To do -
Reproduce only the lines from the one containing "Reviewer note: confirm that every instance of the face" down to the one containing "<point>109,72</point>", with "face" swapped for "forehead" and nothing else changed.

Supplied information -
________________________
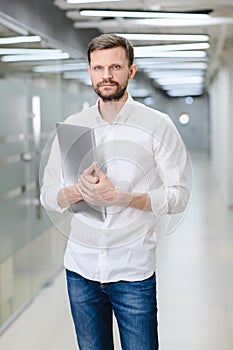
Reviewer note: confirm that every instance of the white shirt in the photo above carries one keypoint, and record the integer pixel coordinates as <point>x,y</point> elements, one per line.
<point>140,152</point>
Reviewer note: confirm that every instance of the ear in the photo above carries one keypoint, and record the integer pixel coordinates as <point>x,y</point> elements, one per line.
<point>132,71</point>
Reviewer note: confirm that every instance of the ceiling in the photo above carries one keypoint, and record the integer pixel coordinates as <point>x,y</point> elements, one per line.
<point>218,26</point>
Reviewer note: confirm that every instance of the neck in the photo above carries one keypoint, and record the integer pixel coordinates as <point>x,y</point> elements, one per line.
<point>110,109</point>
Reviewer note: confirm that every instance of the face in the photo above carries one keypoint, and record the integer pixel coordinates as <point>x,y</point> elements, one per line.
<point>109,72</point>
________________________
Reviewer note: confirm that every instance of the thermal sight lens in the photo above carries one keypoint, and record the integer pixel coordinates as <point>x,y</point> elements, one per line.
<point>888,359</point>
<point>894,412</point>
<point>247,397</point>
________________________
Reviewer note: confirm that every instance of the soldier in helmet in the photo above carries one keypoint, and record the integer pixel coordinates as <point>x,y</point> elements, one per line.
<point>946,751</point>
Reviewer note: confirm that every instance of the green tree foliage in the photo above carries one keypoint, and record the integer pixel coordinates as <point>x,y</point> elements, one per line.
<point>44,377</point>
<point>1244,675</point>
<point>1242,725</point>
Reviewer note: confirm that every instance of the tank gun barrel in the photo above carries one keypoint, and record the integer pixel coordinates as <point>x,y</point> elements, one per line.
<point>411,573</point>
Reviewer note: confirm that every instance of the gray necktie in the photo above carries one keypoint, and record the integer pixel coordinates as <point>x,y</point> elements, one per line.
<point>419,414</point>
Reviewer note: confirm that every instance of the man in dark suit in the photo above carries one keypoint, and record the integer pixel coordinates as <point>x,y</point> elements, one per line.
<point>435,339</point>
________________________
Problem solution -
Reviewer note: confirm that every instance of the forehead in the photo above carries one keypoint, and record the integer pixel coordinates as <point>x,y</point> elements, one per line.
<point>109,72</point>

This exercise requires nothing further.